*TEXT EXCERPT*:
# Alphonsis' worst enemy is anything he can get stuck in



## abigailthecrowntail (Dec 20, 2015)

Just a little log of the majesty that is the graceful Alphonsis 

Alphonsis: *stuck in plant*

Me: *removes Alphonsis*

Alphonsis: *swims directly into plant and gets stuck again*

Me: ...

Alphonsis: *struggles*

Me: *removes Alphonsis and fixes plant so he can't get stuck*

Alphonsis *gets stuck between arm and bracelet while fixing plant*

Me: ... How...?


----------



## jadaBlu (Feb 14, 2013)

Sound like Alphonsis might benefit from a planted tank. Is your bracelet aquarium safe?


----------



## abigailthecrowntail (Dec 20, 2015)

jadaBlu said:


> Sound like Alphonsis might benefit from a planted tank. Is your bracelet aquarium safe?


I agree. His usual home is a 10 gallon thats planted but he's in the hospital thank right now. Its a 10 gallon filled half way for ease of water changes. He's very old and has some health problems so he's been having to spend quite a bit of time in there. I put a few plants in there to try and keep him somewhat happy, but I don't want to put too many things in there that can trap bad bacteria. Plus I have to wash those during water changes as well.

My bracelet is 100% natural, Non treated, non died woven hemp. Its pretty much just a string around my wrist.

I think he's getting stuck in things because he's losing his vision. I examined him because he was getting stuck in things and missing a few times when he lunges at food. I saw some cataracts a few days ago.


----------



## jadaBlu (Feb 14, 2013)

How old is he and what was the original reason for treatment, and what is he being treated with? It might not be cataracts and if you switch meds you might cure his eye problem.


----------



## abigailthecrowntail (Dec 20, 2015)

Alphonsis is 4 and a half. He's slowed down quite a bit and his color has dulled in the last year. He still flares, makes bubble nests, and still has his appetite but you can tell that he's not as energetic as he was a couple years ago.

*GIVEN DATA*:
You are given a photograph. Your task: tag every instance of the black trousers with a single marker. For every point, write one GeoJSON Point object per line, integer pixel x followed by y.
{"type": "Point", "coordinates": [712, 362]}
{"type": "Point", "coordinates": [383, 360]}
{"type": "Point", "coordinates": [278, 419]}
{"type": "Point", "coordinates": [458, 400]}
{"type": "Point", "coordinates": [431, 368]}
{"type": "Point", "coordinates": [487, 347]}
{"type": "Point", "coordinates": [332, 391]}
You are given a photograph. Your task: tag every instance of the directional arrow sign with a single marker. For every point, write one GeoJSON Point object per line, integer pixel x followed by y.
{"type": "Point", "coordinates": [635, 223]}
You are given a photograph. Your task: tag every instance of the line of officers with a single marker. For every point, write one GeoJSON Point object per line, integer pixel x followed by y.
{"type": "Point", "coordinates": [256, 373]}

*TASK TO COMPLETE*: Copy the forum thread about Alphonsis in full, word for word. The entries aren't needed for anything here.

*SOLVED PROBLEM*:
# Alphonsis' worst enemy is anything he can get stuck in



## abigailthecrowntail (Dec 20, 2015)

Just a little log of the majesty that is the graceful Alphonsis 

Alphonsis: *stuck in plant*

Me: *removes Alphonsis*

Alphonsis: *swims directly into plant and gets stuck again*

Me: ...

Alphonsis: *struggles*

Me: *removes Alphonsis and fixes plant so he can't get stuck*

Alphonsis *gets stuck between arm and bracelet while fixing plant*

Me: ... How...?


----------



## jadaBlu (Feb 14, 2013)

Sound like Alphonsis might benefit from a planted tank. Is your bracelet aquarium safe?


----------



## abigailthecrowntail (Dec 20, 2015)

jadaBlu said:


> Sound like Alphonsis might benefit from a planted tank. Is your bracelet aquarium safe?


I agree. His usual home is a 10 gallon thats planted but he's in the hospital thank right now. Its a 10 gallon filled half way for ease of water changes. He's very old and has some health problems so he's been having to spend quite a bit of time in there. I put a few plants in there to try and keep him somewhat happy, but I don't want to put too many things in there that can trap bad bacteria. Plus I have to wash those during water changes as well.

My bracelet is 100% natural, Non treated, non died woven hemp. Its pretty much just a string around my wrist.

I think he's getting stuck in things because he's losing his vision. I examined him because he was getting stuck in things and missing a few times when he lunges at food. I saw some cataracts a few days ago.


----------



## jadaBlu (Feb 14, 2013)

How old is he and what was the original reason for treatment, and what is he being treated with? It might not be cataracts and if you switch meds you might cure his eye problem.


----------



## abigailthecrowntail (Dec 20, 2015)

Alphonsis is 4 and a half. He's slowed down quite a bit and his color has dulled in the last year. He still flares, makes bubble nests, and still has his appetite but you can tell that he's not as energetic as he was a couple years ago.